# Excerpted passage
━━━

Now that Supervalu is unloading its national discount chain Save-A-Lot, could Cub Foods and the company's other four regional chains be next?
The answer is murky.
On the one hand, Cub and the rest of Supervalu's conventional supermarkets have long been fighting a losing market-share battle, so the company could dump them if the price was right. On the other, Cub and its brethren are important outlets for Supervalu's wholesale grocery business.
Whatever the outcome, Supervalu's once-mighty retail presence — it was the third largest U.S. supermarket operator just four years ago — is down to about 200 stores, the largest collection of which is in Minnesota. There are more than 80 Cub outlets, including 30 franchised locations, mostly in the Twin Cities.

━━━

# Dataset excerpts
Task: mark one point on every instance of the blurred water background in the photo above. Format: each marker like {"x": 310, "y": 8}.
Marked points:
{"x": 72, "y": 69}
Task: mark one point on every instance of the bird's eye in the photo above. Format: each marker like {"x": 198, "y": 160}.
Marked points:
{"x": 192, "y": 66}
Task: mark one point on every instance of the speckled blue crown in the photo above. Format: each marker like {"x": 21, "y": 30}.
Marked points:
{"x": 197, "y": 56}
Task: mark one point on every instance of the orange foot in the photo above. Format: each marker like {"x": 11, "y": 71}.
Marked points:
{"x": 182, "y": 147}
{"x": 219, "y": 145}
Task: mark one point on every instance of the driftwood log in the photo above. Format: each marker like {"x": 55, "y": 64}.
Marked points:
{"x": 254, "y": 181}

━━━

# Exercise prompt
Answer these questions from the Supervalu passage:
(a) Which national discount chain is Supervalu unloading?
(b) How did Supervalu rank among U.S. supermarket operators four years ago?
(c) How many Cub outlets are franchised locations?

# Output for this exercise
(a) Save-A-Lot
(b) It was the third largest.
(c) 30